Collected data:
________________________________________

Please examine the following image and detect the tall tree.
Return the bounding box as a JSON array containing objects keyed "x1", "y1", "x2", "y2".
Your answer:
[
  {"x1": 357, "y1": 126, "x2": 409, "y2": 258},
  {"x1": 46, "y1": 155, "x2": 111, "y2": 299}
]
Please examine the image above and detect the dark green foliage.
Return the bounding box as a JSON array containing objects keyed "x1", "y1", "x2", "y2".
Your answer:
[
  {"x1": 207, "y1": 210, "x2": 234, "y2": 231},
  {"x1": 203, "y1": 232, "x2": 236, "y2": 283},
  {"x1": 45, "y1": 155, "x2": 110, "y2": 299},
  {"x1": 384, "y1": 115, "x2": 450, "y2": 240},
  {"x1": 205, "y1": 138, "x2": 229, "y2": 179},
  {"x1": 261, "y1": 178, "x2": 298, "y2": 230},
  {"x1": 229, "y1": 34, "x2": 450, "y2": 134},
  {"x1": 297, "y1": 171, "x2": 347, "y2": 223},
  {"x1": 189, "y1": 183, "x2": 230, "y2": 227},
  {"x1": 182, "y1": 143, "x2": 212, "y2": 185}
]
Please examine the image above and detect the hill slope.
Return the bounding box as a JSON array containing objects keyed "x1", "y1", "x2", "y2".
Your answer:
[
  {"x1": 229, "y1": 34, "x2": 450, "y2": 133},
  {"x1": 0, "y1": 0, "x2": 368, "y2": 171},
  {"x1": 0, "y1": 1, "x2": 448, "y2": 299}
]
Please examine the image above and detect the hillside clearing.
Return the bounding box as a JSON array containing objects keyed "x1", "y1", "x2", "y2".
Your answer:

________________________________________

EXERCISE:
Across the entries, how many lines contain "image"? Reply with the number only.

WRITTEN ANSWER:
4